ACTION ITEM » Everything from the line containing "Could you point out the fire truck" to the last line of the data below should be copied word for word, and nothing else.
[[ INPUT FOR THIS TASK open ]]
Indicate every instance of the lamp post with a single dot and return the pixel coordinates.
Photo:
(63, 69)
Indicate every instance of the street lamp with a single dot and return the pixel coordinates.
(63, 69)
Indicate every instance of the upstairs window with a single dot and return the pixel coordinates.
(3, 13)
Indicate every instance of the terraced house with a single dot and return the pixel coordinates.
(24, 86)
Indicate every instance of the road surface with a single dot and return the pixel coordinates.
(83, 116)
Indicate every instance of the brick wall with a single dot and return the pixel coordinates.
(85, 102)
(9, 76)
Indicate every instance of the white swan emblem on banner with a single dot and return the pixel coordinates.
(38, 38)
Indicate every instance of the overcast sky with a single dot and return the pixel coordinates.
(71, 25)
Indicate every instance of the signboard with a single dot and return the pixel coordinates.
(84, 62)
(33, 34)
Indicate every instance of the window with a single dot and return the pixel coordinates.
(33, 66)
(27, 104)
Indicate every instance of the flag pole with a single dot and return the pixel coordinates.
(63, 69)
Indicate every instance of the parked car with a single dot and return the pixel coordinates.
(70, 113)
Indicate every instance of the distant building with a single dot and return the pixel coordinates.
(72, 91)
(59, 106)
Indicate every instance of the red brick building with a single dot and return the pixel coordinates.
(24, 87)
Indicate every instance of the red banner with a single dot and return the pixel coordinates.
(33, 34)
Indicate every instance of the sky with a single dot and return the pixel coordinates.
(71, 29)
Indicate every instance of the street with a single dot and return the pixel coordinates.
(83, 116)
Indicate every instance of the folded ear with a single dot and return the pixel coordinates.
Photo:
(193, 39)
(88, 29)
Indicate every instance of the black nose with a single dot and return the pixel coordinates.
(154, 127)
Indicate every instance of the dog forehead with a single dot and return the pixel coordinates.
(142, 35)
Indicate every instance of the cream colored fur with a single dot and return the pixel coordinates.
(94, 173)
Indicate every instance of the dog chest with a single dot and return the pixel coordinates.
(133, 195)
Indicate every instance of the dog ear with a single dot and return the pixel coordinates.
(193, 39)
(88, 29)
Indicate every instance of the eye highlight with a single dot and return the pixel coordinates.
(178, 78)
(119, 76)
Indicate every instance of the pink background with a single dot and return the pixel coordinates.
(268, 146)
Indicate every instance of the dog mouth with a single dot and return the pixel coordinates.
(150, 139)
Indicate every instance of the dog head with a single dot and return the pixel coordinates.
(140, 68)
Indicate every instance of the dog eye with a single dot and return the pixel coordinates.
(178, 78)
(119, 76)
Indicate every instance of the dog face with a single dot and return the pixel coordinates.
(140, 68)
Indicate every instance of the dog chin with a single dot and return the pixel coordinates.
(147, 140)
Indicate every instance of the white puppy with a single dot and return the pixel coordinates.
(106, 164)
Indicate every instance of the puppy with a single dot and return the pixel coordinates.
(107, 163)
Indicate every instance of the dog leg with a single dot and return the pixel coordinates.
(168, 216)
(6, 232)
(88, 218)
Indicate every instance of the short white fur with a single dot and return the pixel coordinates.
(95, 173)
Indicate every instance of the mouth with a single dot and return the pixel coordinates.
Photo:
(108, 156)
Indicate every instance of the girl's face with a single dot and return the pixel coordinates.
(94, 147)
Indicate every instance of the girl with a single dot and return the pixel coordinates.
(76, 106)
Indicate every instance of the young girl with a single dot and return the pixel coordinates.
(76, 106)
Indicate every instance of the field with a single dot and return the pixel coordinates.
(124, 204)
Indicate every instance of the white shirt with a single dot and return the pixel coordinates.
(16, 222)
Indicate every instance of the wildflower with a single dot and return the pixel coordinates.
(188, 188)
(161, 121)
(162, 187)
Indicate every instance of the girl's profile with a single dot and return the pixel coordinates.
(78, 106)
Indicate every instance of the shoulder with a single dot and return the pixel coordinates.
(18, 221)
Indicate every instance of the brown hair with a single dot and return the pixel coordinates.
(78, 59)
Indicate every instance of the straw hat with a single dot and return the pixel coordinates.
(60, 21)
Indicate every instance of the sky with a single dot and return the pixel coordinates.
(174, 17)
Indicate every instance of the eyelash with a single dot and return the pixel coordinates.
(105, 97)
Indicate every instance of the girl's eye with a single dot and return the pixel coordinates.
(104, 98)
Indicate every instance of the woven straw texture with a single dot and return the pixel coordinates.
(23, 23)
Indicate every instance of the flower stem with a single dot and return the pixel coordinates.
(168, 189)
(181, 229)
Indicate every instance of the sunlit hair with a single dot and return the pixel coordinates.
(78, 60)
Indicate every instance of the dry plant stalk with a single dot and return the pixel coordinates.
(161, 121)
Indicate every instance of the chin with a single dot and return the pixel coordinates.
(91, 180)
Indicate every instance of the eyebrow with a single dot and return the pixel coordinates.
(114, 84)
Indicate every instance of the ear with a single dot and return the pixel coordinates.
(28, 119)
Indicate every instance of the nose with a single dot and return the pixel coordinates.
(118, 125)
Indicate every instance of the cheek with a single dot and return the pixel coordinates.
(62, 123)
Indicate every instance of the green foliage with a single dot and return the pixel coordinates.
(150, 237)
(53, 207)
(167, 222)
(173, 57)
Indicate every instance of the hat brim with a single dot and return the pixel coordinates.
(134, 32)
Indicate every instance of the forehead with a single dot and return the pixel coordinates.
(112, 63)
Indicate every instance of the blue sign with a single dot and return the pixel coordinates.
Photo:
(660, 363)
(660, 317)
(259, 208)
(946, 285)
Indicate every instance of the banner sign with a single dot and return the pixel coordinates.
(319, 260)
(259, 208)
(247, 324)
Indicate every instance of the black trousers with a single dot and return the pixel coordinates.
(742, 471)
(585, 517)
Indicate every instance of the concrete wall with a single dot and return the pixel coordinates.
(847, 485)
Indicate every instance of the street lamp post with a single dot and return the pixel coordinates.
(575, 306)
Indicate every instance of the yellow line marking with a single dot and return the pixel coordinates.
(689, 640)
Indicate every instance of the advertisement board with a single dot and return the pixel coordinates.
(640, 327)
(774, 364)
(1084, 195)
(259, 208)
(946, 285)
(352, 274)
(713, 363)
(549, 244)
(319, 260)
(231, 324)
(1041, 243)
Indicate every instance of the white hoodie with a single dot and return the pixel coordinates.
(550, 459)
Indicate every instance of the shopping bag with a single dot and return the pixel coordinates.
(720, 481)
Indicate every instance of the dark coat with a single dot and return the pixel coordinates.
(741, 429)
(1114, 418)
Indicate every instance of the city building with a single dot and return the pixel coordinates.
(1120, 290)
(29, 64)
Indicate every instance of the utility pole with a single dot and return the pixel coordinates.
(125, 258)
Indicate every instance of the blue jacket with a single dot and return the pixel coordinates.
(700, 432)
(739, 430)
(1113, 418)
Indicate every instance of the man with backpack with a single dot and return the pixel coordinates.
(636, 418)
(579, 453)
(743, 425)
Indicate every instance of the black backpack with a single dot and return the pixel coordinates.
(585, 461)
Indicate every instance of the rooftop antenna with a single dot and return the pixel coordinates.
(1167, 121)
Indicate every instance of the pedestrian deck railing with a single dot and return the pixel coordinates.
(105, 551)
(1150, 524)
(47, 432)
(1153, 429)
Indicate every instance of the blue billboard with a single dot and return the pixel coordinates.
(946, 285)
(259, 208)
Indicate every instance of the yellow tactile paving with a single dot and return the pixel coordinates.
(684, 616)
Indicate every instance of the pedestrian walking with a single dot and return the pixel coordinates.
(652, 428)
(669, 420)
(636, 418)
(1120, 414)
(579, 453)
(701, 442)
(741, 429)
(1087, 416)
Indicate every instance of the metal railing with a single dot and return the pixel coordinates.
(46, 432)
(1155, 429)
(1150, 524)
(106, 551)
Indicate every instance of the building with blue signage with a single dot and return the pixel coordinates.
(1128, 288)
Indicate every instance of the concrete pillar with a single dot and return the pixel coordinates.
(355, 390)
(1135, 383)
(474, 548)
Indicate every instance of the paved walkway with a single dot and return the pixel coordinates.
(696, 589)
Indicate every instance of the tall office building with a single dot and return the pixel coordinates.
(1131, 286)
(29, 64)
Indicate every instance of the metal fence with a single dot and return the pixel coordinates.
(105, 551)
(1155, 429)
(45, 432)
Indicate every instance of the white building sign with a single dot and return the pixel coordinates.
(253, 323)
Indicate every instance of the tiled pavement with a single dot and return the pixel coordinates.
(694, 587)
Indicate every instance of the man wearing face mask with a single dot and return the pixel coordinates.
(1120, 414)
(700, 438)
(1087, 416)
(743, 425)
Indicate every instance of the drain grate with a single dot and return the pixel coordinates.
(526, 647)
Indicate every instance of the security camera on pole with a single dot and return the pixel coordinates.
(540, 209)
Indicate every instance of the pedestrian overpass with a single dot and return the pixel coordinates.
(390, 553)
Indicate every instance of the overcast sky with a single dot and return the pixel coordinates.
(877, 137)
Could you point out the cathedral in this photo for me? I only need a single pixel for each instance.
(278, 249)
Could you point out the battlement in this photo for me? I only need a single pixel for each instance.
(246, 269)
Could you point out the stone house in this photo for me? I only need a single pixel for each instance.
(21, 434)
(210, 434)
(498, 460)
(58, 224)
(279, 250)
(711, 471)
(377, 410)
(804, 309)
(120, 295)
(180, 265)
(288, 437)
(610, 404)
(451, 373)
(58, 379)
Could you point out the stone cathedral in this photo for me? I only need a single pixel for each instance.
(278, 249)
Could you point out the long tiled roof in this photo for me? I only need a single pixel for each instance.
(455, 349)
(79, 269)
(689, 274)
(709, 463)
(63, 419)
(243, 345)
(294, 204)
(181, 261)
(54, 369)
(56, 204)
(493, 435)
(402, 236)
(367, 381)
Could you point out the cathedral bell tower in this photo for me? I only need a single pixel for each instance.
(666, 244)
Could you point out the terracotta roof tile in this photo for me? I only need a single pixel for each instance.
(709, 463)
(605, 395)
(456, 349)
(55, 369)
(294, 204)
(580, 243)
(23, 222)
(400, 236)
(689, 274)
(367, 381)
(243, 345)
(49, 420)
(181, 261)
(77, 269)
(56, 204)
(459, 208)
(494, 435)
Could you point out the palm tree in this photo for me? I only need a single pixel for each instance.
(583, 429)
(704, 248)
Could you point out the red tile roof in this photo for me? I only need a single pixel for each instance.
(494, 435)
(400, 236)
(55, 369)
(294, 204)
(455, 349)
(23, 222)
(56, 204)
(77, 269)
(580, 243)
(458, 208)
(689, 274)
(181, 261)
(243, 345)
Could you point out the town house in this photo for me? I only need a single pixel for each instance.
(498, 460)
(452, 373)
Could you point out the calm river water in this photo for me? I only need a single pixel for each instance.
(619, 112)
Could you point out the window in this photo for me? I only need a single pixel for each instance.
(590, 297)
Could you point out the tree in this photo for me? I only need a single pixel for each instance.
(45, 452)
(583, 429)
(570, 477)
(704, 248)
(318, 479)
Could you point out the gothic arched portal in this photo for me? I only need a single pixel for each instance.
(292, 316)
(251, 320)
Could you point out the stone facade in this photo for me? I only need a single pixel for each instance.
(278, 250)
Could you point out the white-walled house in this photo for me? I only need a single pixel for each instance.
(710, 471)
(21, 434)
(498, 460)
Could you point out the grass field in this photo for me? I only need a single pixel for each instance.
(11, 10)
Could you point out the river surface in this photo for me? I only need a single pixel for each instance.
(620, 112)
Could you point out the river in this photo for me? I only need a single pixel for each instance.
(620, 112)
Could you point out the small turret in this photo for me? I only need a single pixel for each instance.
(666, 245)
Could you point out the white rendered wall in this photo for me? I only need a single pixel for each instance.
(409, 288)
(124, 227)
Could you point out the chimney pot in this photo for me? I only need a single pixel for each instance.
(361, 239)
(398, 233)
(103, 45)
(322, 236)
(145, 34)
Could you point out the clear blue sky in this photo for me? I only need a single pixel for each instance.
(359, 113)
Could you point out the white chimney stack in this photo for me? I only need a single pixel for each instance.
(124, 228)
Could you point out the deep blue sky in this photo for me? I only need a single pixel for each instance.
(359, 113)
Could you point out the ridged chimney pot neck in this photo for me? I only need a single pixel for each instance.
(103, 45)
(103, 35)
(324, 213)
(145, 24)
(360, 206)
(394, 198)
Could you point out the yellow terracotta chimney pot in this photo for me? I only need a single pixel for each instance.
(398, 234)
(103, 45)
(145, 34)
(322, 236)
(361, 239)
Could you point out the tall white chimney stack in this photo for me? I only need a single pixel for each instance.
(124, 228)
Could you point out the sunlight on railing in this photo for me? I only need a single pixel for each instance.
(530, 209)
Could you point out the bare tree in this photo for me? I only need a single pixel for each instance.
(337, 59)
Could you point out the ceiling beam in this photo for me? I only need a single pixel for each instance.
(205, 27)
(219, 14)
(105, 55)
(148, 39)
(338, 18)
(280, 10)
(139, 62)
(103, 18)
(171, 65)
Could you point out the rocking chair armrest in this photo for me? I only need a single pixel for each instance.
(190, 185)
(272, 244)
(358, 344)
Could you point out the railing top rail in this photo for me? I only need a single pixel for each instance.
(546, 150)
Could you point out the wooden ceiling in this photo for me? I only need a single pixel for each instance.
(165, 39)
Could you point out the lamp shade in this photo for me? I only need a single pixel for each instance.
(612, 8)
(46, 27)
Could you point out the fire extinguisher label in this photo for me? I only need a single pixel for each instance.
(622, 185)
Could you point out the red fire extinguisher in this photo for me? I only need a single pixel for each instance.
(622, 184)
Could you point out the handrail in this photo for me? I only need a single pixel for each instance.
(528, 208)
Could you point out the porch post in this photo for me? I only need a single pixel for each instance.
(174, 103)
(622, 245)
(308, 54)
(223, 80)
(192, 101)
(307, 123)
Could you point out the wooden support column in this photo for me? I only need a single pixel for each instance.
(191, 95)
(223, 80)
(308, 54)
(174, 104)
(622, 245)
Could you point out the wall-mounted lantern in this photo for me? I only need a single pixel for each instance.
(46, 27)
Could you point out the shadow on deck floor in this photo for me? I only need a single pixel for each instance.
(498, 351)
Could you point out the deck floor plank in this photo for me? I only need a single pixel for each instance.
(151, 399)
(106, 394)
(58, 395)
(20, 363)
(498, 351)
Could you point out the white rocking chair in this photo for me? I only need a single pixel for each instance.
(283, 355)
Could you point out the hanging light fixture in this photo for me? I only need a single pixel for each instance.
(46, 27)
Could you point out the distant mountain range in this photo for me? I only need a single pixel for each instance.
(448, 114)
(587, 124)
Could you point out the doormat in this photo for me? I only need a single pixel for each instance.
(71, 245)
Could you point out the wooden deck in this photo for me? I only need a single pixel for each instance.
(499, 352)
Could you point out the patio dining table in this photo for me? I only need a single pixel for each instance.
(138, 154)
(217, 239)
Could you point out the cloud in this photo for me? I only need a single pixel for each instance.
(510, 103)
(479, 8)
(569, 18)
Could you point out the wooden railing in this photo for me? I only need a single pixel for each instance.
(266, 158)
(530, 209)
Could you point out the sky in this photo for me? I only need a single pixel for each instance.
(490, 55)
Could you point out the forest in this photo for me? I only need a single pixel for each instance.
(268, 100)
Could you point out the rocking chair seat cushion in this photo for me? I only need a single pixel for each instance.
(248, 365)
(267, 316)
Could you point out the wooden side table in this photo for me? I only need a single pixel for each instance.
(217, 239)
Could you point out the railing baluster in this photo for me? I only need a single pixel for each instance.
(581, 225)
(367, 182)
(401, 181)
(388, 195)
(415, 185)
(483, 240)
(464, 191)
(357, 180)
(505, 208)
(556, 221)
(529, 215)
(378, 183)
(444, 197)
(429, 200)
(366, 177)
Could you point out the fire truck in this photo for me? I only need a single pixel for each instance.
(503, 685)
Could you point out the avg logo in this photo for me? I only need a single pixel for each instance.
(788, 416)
[[ INPUT FOR THIS TASK closed ]]
ANSWER TO THIS EXERCISE »
Could you point out the fire truck in this photo for me? I only need a single pixel for each instance.
(503, 685)
Could you point out the avg logo in this photo for me? I only need a single pixel for each instance.
(788, 416)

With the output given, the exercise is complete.